→ **Work instructions**
Could you repeat the data from its start up to and including the line with "246), (504, 231)]", swapping "green socks" for "green stockings" and leaving everything else unchanged? Leave the pictures out of your reply.

→ **Data shown**
## begin

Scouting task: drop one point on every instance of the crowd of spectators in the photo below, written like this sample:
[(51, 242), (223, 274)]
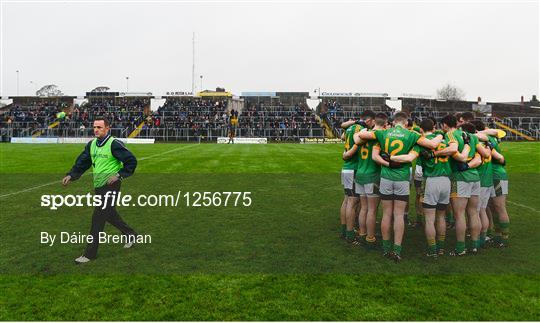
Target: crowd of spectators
[(259, 116), (189, 114)]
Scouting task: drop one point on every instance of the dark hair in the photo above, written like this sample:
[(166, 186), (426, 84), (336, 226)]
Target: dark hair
[(468, 127), (105, 121), (449, 120), (400, 117), (427, 125), (467, 116), (367, 114), (479, 125), (380, 119)]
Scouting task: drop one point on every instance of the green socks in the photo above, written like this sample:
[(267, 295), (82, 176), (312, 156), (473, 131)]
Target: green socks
[(440, 242), (387, 246), (432, 246), (397, 249), (482, 239), (460, 246), (504, 231)]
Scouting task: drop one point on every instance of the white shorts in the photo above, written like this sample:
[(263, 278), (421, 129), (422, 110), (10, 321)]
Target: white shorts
[(485, 194), (418, 173), (347, 180), (500, 186), (394, 190), (436, 192), (465, 189), (369, 190)]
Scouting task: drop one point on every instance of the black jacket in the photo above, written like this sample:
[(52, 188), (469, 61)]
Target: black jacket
[(119, 151)]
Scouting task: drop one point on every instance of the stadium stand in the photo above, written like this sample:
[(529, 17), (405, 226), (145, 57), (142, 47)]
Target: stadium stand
[(278, 116)]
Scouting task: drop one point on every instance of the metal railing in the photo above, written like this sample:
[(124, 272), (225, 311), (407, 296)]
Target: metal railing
[(174, 134)]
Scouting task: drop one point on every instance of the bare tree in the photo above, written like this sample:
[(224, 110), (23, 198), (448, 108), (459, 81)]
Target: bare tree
[(101, 89), (49, 90), (450, 92)]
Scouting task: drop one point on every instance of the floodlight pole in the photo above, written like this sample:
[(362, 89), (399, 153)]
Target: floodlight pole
[(17, 82)]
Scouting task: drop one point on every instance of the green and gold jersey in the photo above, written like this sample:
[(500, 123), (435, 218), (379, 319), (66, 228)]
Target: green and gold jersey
[(352, 162), (397, 141), (499, 172), (485, 171), (470, 175), (438, 166), (367, 171)]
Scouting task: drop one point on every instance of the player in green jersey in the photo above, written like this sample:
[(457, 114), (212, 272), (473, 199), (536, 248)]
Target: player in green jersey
[(350, 200), (473, 205), (436, 172), (367, 183), (417, 181), (486, 183), (500, 183), (465, 180), (351, 155), (394, 186)]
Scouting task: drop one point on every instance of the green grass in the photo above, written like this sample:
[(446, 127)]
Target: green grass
[(279, 259)]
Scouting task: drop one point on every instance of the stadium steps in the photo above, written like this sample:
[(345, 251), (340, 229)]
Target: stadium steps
[(137, 130), (514, 131), (52, 125), (325, 124)]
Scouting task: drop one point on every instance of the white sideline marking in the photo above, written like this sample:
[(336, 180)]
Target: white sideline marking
[(31, 188), (523, 206), (163, 153), (59, 181)]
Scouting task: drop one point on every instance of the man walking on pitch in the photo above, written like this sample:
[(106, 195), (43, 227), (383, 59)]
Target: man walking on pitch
[(111, 162), (394, 185)]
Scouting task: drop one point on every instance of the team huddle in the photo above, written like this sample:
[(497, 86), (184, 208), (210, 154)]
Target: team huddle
[(459, 178)]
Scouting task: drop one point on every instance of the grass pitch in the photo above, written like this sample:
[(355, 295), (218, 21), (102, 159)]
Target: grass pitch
[(279, 259)]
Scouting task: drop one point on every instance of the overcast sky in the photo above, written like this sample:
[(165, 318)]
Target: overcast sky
[(489, 49)]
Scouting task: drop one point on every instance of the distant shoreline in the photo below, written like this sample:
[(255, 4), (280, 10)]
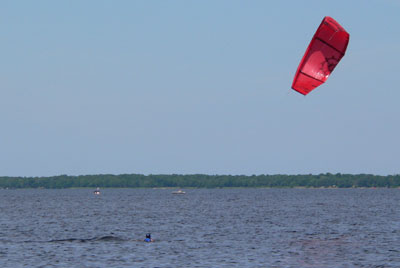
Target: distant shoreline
[(162, 181)]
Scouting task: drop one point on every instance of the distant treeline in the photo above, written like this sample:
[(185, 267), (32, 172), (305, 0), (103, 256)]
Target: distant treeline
[(202, 181)]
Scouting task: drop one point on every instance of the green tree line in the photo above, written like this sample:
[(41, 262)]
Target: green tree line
[(202, 181)]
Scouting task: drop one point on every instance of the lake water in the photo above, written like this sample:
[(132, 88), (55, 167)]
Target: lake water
[(203, 228)]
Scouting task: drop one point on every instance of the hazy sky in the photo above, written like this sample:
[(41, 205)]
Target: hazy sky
[(89, 87)]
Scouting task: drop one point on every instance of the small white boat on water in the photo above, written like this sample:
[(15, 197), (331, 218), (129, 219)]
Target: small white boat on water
[(178, 192)]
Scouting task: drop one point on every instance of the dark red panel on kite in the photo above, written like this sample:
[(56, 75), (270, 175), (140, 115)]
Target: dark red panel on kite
[(324, 52)]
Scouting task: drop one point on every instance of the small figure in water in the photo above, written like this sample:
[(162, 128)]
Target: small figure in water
[(148, 238)]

## end

→ **Solution to the problem**
Scouting task: drop one point on every instance of the crowd of spectators in the photo below, written like this sample:
[(51, 242), (223, 274)]
Target: crowd of spectators
[(259, 116), (189, 114)]
Scouting task: drop one point on every instance of the dark hair in the photo above, written like this sample:
[(166, 186), (426, 84), (336, 226)]
Target: dark hair
[(468, 127), (105, 121), (449, 120), (400, 117), (427, 125), (467, 116), (367, 114), (479, 125), (380, 119)]
Scouting task: drop one point on every instance of the green stockings in the photo above, written like this sample:
[(267, 295), (82, 176), (312, 156), (473, 131)]
Target: green stockings
[(440, 242), (387, 246), (432, 246), (397, 249), (482, 239), (460, 246), (504, 231)]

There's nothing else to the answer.